REQUIREMENT — Return the listing exactly as it appears, but strip out the images.

MATERIALS PROVIDED —

______

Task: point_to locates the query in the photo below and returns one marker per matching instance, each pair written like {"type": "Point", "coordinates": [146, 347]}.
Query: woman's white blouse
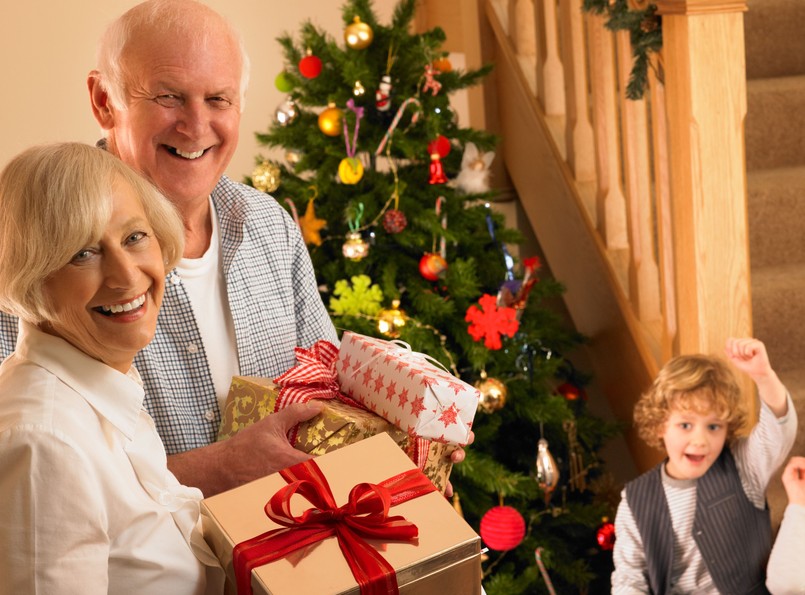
{"type": "Point", "coordinates": [87, 504]}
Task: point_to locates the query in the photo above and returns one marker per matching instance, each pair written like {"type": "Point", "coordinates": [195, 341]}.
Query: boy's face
{"type": "Point", "coordinates": [693, 442]}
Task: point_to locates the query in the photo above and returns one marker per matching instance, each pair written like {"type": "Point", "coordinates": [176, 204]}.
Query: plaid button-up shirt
{"type": "Point", "coordinates": [275, 307]}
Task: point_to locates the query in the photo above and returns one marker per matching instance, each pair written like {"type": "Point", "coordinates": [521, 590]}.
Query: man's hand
{"type": "Point", "coordinates": [456, 457]}
{"type": "Point", "coordinates": [794, 480]}
{"type": "Point", "coordinates": [257, 450]}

______

ANSWER FOR THIS EXERCISE —
Task: point_to locates the query in the photo below and returns one marker per matching instance, each pair written like {"type": "Point", "coordinates": [146, 347]}.
Query: woman's white blouse
{"type": "Point", "coordinates": [87, 504]}
Task: point_to locates the query in the photo above and returns one marker per matching instance, each pair written like {"type": "Point", "coordinates": [195, 341]}.
Query: boy's face
{"type": "Point", "coordinates": [693, 442]}
Task: point_to locates the query in the photo above and returns one marker per matching instance, each pair written like {"type": "Point", "coordinates": [176, 204]}.
Query: plaid button-up shirt
{"type": "Point", "coordinates": [275, 307]}
Task: point_to locates the query in the photo above and returns one marker per matching instance, each pair written like {"type": "Point", "coordinates": [521, 590]}.
Query: man's hand
{"type": "Point", "coordinates": [456, 457]}
{"type": "Point", "coordinates": [794, 480]}
{"type": "Point", "coordinates": [257, 450]}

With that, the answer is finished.